Activity:
All entries below are to be copied precisely as they appear.

Data:
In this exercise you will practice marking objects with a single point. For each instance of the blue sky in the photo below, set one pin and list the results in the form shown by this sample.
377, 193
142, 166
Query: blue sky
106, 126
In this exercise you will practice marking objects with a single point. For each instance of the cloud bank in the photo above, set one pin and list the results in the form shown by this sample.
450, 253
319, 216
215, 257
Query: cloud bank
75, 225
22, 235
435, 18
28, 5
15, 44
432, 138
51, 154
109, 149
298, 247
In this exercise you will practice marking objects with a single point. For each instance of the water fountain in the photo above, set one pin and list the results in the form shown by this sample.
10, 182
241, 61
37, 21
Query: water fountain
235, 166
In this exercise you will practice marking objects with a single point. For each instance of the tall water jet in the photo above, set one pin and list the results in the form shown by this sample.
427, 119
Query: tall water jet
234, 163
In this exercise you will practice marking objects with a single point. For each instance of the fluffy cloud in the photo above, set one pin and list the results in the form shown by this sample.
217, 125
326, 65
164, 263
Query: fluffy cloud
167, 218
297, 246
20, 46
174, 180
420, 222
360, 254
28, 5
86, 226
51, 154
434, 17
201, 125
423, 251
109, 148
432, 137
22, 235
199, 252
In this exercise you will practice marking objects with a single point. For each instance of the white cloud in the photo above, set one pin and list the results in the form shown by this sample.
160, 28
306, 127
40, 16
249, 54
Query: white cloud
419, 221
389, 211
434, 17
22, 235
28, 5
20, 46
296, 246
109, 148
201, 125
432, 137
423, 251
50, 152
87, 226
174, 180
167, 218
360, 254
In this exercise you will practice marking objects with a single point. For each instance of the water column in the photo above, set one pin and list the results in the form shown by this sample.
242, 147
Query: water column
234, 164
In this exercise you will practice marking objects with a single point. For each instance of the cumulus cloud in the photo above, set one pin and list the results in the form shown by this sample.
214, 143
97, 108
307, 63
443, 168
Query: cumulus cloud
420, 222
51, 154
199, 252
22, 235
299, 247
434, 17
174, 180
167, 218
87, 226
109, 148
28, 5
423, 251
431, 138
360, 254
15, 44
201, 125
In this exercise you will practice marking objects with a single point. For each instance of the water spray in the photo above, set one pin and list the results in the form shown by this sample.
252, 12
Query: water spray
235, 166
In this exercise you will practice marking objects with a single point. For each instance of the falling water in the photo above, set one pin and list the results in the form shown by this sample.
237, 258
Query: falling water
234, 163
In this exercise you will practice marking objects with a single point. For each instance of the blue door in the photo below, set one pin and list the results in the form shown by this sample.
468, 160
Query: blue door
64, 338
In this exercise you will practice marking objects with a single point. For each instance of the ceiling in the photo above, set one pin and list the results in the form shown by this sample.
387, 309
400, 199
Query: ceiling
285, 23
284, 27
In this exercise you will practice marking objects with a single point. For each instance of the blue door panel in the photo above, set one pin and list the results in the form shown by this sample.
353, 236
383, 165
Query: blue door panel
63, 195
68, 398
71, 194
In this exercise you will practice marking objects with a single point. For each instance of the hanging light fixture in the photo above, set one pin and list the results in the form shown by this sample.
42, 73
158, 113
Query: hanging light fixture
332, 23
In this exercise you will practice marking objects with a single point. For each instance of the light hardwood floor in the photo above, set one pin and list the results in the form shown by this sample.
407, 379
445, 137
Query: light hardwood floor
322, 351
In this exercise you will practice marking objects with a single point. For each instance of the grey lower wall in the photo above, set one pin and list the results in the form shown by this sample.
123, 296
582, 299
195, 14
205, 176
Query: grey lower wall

Response below:
In this exercise you will practice marking objects with a single point. For each instance of the blue sky in the photo below, set one pin and list the results in the form shown by this sample.
377, 193
142, 166
Query: blue sky
106, 126
In this exercise you will practice marking objects with a single point. For each instance of the cloud bank in the photo above, set one pin and list the results in the form shown by this sample.
450, 253
319, 216
215, 257
Query: cloud bank
75, 225
22, 235
435, 18
28, 5
15, 44
432, 138
51, 154
109, 149
298, 247
In this exercise you will practice marking objects with a single point. For each instance of the water fountain in the photo above, set one pin and list the results in the form shown by this sample.
10, 182
241, 61
37, 21
Query: water fountain
235, 166
In this exercise you will practice marking objects with a single point. For each instance of the tall water jet in the photo above, set one pin and list the results in the form shown by this sample.
427, 119
Query: tall water jet
234, 163
In this exercise you will practice marking objects with a single point. For each instance of the fluffy cloud in the photo above, set one pin and list the results in the form shown by this sample.
217, 125
326, 65
164, 263
Query: fluffy cloud
167, 218
297, 246
20, 46
174, 180
420, 222
360, 254
28, 5
86, 226
51, 154
434, 17
201, 125
423, 251
109, 148
432, 137
22, 235
199, 252
In this exercise you will practice marking objects with a single point. For each instance of the white cloud in the photo above, set one pin and list the results in the form shown by this sample.
160, 28
306, 127
40, 16
249, 54
Query: white cloud
419, 221
389, 211
434, 17
22, 235
28, 5
20, 46
296, 246
109, 148
201, 125
432, 137
423, 251
50, 152
87, 226
174, 180
167, 218
360, 254
In this exercise you will practice marking objects with a single point. For each instance of the water column in the photo above, set one pin and list the results in the form shown by this sample.
242, 147
Query: water column
234, 164
In this exercise you will practice marking objects with a single point. For each instance of the cumulus cloud in the photo above, set one pin and list the results in the form shown by this sample.
214, 143
97, 108
307, 63
443, 168
Query: cumulus cloud
420, 222
51, 154
199, 252
22, 235
299, 247
434, 17
174, 180
167, 218
87, 226
109, 148
28, 5
423, 251
431, 138
360, 254
15, 44
201, 125
In this exercise you will practice marking objects with a single point. For each instance of the water spray in the photo above, set one pin and list the results in the form shown by this sample.
252, 12
Query: water spray
235, 166
In this exercise you will practice marking objects with a single point. For each instance of the falling water in the photo above, set one pin and list the results in the form shown by this sample.
237, 258
Query: falling water
234, 163
In this exercise you will practice marking objects with a single point. For each instance of the blue door in the photo below, set one pin and list the results in the form shown by this sample.
468, 160
Query: blue door
64, 338
In this exercise you will practice marking objects with a single point. For each instance of the ceiling in the photo above, set one pin and list the results in the form shown by this sample.
387, 309
400, 199
Query: ceiling
285, 23
284, 27
In this exercise you will practice marking objects with a single point. For each instance of the blue door panel in the photo above, set one pin and list the results in the form shown by this sample.
353, 236
383, 165
Query: blue door panel
63, 195
68, 398
71, 194
In this exercise you will practice marking objects with a single point. For each instance of the hanging light fixture in the photo above, set one pin and list the results in the form shown by this sample.
42, 73
158, 113
Query: hanging light fixture
332, 23
In this exercise you will practice marking objects with a single point. For each instance of the light hardwood floor in the photo above, set one pin and list the results in the form shown by this sample.
407, 379
445, 137
Query: light hardwood floor
322, 351
In this exercise you will practice marking objects with a single point. For each instance of the grey lower wall in the photo above, set one pin and list the results in the form shown by this sample.
123, 296
582, 299
195, 14
205, 176
Query: grey lower wall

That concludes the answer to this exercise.